**Exercise tasks:**
a - According to the court excerpt, at which facility is the petitioner confined?
b - Copy from the court excerpt the passage from "The Court conducts" up to and including "544, 555-56 (2007).".

---------- Extract

United States District Court, E.D. Kentucky, Northern Division, Ashland

February 21, 2014

JOHN P. MAHON, Petitioner,
WARDEN M. SEPANEK, Respondent.


HENRY R. WILHOIT, Jr., District Judge.

Petitioner John P. Mahon is an inmate confined at the Federal Prison Camp in Ashland, Kentucky. Proceeding without an attorney, Mahon has filed a petition for a writ of habeas corpus pursuant to 28 U.S.C. § 2241. [D. E. No. 1]

The Court conducts an initial review of habeas corpus petitions. 28 U.S.C. § 2243; Alexander v. Northern Bureau of Prisons, 419 F.Appx. 544, 545 (6th Cir. 2011). The Court must deny the petition "if it plainly appears from the petition and any attached exhibits that the petitioner is not entitled to relief." Rule 4 of the Rules Governing § 2254 Cases in the United States District Courts (applicable to § 2241 petitions pursuant to Rule 1(b)). The Court evaluates Mahon's petition under a more lenient standard because he is not represented by an attorney. Erickson v. Pardus, 551 U.S. 89, 94 (2007); Burton v. Jones, 321 F.3d 569, 573 (6th Cir. 2003). At this stage, the Court accepts the petitioner's factual allegations as true, and his legal claims are liberally construed in his favor. Bell Atlantic Corp. v. Twombly, 550 U.S. 544, 555-56 (2007).

--------------------
---------- Information supplied

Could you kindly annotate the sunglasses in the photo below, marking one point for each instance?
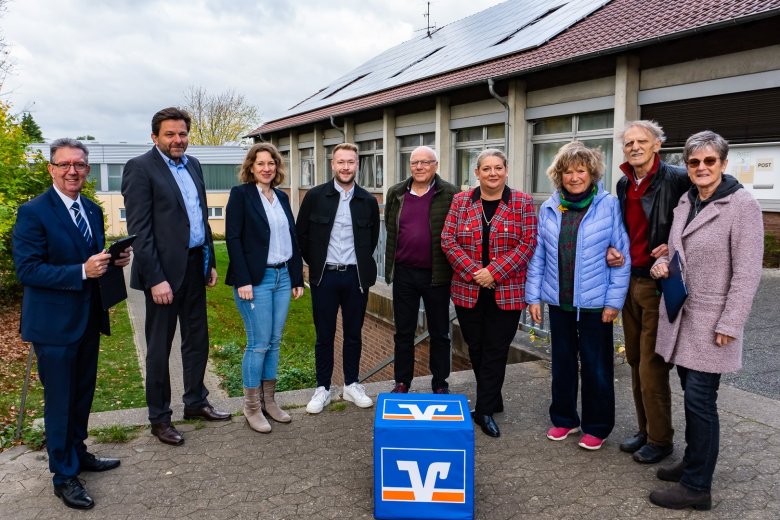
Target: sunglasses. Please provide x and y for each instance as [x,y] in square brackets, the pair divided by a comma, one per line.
[708,161]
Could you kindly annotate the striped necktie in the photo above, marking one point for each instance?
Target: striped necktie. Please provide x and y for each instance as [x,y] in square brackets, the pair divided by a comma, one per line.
[81,223]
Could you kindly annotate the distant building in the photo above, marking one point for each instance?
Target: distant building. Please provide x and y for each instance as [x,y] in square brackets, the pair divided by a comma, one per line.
[530,75]
[220,172]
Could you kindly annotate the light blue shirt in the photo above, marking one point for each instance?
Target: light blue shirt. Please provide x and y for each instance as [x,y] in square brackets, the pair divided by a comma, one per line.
[189,193]
[341,248]
[280,245]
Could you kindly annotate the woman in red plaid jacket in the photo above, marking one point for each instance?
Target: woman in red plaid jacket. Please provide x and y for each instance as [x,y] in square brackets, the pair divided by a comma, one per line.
[489,238]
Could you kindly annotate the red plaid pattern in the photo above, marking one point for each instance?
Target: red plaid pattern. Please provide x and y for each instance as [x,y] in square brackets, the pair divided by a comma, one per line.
[512,244]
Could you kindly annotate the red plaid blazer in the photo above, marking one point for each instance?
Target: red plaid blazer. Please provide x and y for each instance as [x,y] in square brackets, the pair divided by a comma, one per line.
[512,244]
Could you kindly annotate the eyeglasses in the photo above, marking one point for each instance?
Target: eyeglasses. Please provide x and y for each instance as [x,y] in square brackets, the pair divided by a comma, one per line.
[423,163]
[65,167]
[708,161]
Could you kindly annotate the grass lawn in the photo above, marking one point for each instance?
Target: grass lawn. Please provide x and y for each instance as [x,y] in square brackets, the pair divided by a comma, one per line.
[119,383]
[228,338]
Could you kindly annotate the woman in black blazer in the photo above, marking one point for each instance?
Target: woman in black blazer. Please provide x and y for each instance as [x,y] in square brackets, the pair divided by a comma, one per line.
[265,264]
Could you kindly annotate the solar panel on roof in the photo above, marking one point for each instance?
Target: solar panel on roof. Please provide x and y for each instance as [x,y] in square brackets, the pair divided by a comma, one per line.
[503,29]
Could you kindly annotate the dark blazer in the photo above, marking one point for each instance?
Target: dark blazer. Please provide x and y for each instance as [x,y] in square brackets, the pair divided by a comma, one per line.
[248,235]
[156,212]
[315,223]
[48,251]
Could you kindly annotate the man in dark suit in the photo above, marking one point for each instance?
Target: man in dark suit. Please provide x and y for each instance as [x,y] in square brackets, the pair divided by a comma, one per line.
[165,203]
[58,251]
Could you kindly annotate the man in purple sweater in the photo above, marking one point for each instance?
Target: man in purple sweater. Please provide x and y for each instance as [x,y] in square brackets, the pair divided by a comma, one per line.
[416,265]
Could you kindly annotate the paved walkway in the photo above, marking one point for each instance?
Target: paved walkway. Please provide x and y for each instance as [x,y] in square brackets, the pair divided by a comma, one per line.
[321,467]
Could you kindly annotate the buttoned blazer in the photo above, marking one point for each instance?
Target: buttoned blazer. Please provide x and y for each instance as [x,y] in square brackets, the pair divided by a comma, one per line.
[155,211]
[49,251]
[512,243]
[248,236]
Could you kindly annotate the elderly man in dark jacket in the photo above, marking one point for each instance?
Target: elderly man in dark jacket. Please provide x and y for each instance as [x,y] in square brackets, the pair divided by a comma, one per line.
[415,263]
[648,194]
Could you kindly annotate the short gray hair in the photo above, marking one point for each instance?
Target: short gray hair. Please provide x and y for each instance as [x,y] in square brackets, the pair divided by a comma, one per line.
[651,127]
[67,142]
[704,139]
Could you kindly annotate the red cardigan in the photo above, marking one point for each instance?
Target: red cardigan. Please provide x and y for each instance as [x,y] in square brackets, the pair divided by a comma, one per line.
[512,244]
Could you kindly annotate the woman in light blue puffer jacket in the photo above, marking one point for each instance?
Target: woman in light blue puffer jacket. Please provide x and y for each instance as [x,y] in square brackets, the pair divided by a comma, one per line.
[569,272]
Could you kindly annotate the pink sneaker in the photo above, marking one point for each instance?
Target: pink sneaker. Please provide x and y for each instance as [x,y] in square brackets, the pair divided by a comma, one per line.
[589,442]
[557,433]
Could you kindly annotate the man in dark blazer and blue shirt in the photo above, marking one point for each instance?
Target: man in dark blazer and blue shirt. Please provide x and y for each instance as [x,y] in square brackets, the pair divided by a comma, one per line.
[165,204]
[58,251]
[338,229]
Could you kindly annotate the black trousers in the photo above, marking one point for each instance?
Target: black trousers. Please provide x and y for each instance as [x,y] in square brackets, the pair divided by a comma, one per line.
[488,331]
[409,285]
[189,310]
[338,289]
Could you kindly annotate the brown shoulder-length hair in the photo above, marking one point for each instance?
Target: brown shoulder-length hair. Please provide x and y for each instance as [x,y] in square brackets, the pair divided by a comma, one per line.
[245,173]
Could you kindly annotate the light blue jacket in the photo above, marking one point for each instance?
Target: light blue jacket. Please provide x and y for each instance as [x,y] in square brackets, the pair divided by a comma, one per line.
[596,284]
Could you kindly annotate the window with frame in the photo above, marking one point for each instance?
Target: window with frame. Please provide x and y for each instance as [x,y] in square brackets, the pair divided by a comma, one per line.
[406,145]
[593,129]
[114,177]
[220,176]
[371,172]
[469,143]
[307,167]
[328,165]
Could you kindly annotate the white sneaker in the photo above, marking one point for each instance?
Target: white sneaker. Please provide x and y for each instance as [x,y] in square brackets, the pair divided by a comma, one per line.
[357,394]
[319,400]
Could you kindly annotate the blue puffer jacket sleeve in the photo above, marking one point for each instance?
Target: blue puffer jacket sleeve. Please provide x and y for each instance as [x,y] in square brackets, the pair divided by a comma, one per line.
[596,285]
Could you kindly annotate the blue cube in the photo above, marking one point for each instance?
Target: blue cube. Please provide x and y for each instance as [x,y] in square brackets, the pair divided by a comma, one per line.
[423,457]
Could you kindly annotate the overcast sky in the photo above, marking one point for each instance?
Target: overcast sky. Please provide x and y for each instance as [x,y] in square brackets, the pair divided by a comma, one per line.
[104,67]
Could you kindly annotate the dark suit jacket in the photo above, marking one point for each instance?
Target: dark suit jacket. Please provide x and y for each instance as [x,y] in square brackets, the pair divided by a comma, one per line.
[248,235]
[155,211]
[49,251]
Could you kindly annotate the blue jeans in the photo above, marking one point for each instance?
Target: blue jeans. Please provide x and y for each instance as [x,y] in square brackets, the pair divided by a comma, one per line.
[590,340]
[702,427]
[264,318]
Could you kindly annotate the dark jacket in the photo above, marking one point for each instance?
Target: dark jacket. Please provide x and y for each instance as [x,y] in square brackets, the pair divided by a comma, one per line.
[48,251]
[315,223]
[248,235]
[156,212]
[666,187]
[443,192]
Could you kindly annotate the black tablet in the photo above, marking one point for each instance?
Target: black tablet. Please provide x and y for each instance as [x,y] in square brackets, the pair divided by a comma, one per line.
[119,246]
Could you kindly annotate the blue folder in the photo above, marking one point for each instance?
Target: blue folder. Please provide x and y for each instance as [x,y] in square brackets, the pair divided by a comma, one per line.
[673,288]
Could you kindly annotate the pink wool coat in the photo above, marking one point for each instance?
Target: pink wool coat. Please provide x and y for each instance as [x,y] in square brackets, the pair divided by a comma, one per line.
[721,252]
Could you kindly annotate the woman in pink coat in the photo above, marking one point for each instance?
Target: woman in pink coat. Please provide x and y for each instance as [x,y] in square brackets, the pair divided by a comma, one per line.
[718,232]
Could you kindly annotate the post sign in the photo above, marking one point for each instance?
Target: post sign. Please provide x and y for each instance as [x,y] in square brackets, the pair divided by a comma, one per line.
[423,457]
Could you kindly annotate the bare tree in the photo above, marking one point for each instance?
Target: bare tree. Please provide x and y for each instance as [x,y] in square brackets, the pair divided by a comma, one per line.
[218,119]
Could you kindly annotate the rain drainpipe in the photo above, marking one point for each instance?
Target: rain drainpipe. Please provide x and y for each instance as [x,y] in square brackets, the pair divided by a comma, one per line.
[502,100]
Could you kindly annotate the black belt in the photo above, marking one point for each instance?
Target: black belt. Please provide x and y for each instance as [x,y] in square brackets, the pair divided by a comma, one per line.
[641,272]
[338,267]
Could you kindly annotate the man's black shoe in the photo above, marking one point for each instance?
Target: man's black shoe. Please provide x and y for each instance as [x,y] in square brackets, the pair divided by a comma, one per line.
[671,473]
[73,494]
[632,444]
[680,497]
[91,463]
[651,453]
[488,425]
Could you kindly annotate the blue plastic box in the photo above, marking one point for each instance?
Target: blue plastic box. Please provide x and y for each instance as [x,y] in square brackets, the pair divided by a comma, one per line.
[423,457]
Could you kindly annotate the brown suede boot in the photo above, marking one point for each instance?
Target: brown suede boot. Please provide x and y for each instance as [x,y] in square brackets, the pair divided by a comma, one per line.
[254,417]
[269,404]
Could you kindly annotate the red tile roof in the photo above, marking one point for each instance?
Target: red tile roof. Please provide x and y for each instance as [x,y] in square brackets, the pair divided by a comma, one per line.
[621,24]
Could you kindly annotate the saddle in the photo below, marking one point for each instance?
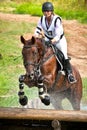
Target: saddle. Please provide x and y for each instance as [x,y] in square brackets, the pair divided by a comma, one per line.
[60,58]
[58,54]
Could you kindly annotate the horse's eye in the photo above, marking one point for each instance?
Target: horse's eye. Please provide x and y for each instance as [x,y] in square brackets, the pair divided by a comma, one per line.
[34,53]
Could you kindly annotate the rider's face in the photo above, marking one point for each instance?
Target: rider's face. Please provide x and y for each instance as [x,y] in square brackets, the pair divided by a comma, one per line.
[47,13]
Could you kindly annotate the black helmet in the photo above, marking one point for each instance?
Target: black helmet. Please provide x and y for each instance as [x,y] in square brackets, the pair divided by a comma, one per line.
[47,6]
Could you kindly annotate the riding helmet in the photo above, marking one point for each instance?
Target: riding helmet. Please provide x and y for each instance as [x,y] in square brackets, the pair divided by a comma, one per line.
[47,6]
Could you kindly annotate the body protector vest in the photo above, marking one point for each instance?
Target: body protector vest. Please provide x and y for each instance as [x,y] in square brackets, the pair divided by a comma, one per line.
[49,31]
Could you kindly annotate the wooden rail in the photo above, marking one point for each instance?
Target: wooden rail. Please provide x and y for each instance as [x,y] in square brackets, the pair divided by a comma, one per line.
[37,114]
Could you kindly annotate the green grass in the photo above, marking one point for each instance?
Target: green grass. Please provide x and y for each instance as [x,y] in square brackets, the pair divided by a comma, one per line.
[11,65]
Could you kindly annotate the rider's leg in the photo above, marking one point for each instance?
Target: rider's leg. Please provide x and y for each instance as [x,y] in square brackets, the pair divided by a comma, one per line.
[68,70]
[62,46]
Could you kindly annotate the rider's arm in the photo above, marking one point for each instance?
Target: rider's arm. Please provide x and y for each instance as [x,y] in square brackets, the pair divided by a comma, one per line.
[58,31]
[38,29]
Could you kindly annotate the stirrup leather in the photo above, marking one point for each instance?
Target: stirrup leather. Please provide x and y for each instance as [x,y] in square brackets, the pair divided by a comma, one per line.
[71,79]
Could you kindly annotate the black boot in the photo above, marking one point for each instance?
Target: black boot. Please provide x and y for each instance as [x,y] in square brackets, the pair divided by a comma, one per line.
[68,70]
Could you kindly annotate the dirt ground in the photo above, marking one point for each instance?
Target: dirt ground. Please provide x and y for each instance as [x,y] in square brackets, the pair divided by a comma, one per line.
[76,35]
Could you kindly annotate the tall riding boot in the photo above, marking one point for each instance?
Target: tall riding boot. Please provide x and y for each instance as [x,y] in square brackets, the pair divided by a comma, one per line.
[68,70]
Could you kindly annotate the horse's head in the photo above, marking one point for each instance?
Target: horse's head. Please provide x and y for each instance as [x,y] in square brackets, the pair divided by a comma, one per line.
[32,52]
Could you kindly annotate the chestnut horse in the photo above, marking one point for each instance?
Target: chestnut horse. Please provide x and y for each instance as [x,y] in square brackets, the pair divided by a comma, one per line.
[44,72]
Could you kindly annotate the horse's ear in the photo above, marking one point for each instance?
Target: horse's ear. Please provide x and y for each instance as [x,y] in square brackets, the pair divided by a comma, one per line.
[22,39]
[33,39]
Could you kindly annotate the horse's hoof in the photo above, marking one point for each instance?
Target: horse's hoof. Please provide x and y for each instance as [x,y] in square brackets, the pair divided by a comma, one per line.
[46,100]
[23,101]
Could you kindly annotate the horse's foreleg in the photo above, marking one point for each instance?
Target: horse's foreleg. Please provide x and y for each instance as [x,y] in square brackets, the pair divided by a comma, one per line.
[23,100]
[45,98]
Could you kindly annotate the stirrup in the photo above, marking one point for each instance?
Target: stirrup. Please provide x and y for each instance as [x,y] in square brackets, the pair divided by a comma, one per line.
[71,79]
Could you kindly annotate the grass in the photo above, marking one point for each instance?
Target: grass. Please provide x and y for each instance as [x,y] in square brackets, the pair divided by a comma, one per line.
[11,65]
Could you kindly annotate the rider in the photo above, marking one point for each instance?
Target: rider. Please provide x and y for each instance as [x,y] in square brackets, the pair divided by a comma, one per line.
[51,26]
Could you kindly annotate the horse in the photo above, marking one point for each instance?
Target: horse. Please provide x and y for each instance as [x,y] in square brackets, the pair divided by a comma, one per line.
[44,72]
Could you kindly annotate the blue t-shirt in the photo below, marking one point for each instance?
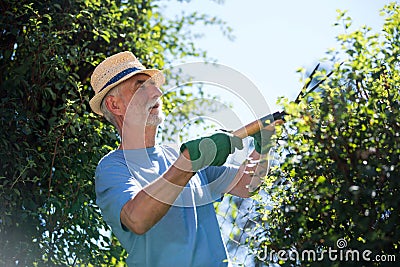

--------------------

**Answers to the tasks:**
a - The Federal Prison Camp in Ashland, Kentucky.

b -
The Court conducts an initial review of habeas corpus petitions. 28 U.S.C. § 2243; Alexander v. Northern Bureau of Prisons, 419 F.Appx. 544, 545 (6th Cir. 2011). The Court must deny the petition "if it plainly appears from the petition and any attached exhibits that the petitioner is not entitled to relief." Rule 4 of the Rules Governing § 2254 Cases in the United States District Courts (applicable to § 2241 petitions pursuant to Rule 1(b)). The Court evaluates Mahon's petition under a more lenient standard because he is not represented by an attorney. Erickson v. Pardus, 551 U.S. 89, 94 (2007); Burton v. Jones, 321 F.3d 569, 573 (6th Cir. 2003). At this stage, the Court accepts the petitioner's factual allegations as true, and his legal claims are liberally construed in his favor. Bell Atlantic Corp. v. Twombly, 550 U.S. 544, 555-56 (2007).